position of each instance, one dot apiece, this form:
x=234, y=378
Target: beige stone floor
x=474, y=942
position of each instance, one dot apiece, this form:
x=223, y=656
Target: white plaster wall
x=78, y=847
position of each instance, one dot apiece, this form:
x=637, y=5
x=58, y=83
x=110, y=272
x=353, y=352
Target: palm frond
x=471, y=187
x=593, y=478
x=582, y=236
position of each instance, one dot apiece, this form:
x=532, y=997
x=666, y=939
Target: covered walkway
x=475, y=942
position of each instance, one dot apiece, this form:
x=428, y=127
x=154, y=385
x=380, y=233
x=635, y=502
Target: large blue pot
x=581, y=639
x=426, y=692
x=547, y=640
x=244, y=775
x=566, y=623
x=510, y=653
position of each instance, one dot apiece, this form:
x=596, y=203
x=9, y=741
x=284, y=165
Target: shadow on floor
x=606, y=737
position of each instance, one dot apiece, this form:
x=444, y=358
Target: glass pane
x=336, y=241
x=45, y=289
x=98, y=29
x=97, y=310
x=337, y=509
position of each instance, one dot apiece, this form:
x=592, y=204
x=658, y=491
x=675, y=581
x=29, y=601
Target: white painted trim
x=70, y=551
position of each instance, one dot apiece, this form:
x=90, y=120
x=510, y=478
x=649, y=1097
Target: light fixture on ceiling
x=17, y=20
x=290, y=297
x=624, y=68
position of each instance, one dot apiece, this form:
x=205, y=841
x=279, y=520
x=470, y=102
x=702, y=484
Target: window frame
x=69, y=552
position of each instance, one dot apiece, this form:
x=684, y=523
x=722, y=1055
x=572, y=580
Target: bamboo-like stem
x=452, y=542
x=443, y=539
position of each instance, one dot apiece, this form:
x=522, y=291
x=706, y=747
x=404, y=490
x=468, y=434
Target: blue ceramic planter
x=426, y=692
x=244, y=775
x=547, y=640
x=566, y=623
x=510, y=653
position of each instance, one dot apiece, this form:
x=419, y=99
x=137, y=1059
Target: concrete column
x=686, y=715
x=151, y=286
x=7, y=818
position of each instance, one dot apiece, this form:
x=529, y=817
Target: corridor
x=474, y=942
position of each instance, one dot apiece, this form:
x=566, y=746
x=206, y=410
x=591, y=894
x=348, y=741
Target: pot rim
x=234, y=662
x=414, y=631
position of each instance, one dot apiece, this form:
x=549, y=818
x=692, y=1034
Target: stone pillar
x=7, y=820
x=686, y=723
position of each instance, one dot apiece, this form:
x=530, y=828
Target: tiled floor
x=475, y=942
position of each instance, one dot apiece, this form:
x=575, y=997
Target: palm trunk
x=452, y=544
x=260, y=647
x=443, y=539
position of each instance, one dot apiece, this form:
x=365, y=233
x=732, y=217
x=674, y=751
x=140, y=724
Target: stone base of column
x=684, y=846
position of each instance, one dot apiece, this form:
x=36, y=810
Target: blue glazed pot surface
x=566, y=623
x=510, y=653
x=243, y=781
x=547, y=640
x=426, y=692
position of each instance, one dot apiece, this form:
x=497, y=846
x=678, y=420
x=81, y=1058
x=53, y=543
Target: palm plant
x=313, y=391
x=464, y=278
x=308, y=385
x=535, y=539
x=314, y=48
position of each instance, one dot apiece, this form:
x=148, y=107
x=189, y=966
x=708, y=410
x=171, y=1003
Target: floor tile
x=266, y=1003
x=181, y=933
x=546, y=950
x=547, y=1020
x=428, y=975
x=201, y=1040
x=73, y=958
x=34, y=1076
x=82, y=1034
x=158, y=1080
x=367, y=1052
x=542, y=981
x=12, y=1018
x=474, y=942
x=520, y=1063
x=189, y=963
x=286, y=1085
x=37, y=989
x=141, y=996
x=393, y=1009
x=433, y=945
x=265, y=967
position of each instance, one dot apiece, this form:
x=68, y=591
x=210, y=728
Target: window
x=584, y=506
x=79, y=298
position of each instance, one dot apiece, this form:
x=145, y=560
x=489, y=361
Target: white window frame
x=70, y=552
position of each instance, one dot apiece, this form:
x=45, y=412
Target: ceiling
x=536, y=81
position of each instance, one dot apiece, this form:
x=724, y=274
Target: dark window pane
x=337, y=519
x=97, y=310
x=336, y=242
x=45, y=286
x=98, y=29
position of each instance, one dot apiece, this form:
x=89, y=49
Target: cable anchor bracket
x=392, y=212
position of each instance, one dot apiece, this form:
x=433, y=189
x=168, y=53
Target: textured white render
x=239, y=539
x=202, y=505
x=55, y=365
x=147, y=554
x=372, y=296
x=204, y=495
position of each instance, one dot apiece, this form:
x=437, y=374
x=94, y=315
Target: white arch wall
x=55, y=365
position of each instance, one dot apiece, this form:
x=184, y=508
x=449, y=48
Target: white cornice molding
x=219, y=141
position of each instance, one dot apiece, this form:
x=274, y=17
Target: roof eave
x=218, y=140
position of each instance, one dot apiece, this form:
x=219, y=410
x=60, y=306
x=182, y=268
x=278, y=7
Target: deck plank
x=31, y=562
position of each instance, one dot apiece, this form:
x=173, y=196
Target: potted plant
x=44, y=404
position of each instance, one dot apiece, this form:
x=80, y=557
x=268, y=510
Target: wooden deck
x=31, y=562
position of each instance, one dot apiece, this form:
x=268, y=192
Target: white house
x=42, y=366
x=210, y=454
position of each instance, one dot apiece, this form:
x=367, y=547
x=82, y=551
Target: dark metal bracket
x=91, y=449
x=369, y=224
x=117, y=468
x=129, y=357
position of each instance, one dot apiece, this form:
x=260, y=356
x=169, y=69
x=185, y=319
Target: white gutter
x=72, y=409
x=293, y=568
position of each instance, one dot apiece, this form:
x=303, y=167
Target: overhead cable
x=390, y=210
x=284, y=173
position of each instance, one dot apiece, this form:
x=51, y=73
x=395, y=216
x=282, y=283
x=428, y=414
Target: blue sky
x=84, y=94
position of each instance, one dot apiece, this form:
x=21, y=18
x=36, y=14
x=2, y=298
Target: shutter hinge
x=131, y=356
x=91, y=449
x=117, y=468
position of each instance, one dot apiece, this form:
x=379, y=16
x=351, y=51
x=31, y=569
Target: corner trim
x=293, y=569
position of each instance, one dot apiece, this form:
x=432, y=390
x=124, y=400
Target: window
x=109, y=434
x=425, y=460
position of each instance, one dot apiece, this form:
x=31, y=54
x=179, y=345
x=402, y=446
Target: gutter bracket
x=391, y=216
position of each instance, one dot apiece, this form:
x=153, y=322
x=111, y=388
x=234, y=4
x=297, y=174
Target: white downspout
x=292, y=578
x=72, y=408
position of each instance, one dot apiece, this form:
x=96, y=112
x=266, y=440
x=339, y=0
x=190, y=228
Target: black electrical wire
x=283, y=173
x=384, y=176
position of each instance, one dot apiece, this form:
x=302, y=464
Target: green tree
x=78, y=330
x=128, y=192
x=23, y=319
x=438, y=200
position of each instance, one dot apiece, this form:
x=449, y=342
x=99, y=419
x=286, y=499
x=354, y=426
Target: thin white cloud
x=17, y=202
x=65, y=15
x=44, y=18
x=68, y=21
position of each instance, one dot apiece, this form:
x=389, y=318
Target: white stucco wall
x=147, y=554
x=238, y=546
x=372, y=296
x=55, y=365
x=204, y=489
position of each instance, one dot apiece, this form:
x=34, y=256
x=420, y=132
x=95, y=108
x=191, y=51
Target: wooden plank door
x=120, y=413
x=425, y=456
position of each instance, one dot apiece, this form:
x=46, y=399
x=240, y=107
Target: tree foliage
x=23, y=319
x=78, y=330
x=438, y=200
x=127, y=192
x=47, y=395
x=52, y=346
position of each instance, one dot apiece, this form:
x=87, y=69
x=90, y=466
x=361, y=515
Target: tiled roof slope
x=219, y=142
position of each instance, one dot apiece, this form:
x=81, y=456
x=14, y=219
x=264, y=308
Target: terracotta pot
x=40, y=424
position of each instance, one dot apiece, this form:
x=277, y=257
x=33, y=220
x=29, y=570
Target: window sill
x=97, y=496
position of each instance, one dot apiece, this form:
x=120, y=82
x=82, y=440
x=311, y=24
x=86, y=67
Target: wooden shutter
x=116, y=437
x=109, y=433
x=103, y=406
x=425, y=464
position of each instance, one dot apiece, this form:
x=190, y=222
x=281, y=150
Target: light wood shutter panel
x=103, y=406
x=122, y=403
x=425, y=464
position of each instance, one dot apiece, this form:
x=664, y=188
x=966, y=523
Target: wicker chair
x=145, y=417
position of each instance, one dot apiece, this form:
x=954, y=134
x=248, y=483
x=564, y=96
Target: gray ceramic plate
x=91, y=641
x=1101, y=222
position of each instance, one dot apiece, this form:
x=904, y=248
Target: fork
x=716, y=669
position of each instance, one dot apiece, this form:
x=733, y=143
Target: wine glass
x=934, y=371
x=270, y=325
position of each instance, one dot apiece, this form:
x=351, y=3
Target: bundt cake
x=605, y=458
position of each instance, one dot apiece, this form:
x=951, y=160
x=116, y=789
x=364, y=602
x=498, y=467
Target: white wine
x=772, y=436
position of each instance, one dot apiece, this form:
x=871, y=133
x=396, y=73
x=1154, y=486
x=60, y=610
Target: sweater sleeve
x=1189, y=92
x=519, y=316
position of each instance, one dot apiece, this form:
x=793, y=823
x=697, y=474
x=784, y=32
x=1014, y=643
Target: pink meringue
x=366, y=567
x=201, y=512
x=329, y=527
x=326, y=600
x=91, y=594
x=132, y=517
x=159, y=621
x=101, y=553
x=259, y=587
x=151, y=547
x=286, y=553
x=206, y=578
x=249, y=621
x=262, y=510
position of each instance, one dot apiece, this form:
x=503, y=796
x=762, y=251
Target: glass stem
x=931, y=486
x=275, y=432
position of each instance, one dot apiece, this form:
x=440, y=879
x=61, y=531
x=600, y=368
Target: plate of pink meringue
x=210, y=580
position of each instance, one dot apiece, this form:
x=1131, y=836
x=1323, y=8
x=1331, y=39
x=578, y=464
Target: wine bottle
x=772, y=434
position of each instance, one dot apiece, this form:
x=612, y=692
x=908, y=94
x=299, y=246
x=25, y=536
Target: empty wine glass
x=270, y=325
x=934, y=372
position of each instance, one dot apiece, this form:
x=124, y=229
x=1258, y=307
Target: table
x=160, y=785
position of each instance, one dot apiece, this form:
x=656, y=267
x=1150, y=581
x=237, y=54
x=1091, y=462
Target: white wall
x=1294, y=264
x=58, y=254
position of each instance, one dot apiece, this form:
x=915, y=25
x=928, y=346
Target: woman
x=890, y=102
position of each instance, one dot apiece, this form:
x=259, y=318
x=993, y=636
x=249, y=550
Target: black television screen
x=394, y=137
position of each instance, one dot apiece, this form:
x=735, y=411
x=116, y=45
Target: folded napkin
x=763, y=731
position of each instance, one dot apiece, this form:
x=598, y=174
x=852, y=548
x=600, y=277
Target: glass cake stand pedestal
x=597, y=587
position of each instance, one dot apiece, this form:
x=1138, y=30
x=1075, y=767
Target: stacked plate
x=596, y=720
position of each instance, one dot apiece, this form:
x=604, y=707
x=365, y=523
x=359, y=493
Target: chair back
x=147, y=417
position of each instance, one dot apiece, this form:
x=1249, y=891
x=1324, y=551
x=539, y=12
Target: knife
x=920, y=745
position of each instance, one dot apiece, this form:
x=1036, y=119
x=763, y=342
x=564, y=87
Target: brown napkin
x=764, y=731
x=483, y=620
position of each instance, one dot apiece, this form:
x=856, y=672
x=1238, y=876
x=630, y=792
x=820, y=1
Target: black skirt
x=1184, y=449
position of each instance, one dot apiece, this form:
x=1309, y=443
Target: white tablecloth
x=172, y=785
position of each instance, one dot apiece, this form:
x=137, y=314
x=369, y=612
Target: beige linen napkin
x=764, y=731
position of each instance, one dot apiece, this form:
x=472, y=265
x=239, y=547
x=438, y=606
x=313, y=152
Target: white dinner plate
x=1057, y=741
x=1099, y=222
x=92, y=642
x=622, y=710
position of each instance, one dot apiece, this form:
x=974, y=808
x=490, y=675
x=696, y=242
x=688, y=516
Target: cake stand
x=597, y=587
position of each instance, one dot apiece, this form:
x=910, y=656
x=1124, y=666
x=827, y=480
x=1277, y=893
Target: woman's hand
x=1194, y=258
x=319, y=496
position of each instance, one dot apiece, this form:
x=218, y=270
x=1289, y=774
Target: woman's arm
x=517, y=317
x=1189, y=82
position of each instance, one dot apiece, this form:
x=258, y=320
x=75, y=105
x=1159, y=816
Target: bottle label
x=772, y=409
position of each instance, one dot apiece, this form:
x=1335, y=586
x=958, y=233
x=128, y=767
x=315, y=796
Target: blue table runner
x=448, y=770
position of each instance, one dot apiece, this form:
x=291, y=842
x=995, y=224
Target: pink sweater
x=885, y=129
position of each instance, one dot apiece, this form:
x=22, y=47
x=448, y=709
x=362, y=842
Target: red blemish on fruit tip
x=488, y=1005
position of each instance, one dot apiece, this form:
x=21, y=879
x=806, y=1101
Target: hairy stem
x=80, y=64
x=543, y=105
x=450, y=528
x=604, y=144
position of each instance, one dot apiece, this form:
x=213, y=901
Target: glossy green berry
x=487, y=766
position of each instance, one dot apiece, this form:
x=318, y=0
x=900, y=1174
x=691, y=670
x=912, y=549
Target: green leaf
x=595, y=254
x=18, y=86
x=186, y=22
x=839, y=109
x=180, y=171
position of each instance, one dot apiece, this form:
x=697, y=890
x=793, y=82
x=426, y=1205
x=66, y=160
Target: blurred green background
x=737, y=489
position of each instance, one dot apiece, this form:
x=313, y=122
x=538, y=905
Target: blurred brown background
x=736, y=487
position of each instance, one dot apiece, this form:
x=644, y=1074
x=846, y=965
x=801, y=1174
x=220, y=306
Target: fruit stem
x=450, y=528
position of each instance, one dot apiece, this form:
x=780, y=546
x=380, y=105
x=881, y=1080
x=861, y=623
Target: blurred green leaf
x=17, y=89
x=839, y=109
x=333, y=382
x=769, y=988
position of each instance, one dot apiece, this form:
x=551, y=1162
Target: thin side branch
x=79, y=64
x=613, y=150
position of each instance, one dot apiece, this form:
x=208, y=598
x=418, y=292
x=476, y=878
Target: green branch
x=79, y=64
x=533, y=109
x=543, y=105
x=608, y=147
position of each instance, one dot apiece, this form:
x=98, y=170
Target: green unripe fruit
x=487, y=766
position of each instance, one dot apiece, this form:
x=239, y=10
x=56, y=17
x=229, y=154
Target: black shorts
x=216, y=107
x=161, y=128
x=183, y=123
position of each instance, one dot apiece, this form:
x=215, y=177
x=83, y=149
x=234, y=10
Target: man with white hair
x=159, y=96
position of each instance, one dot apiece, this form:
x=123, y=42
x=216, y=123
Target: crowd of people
····················
§ WRITTEN PROBLEM: Count the lines in the listing above that contain the string "tree", and reply with the number alone.

§ WRITTEN SOLUTION: 2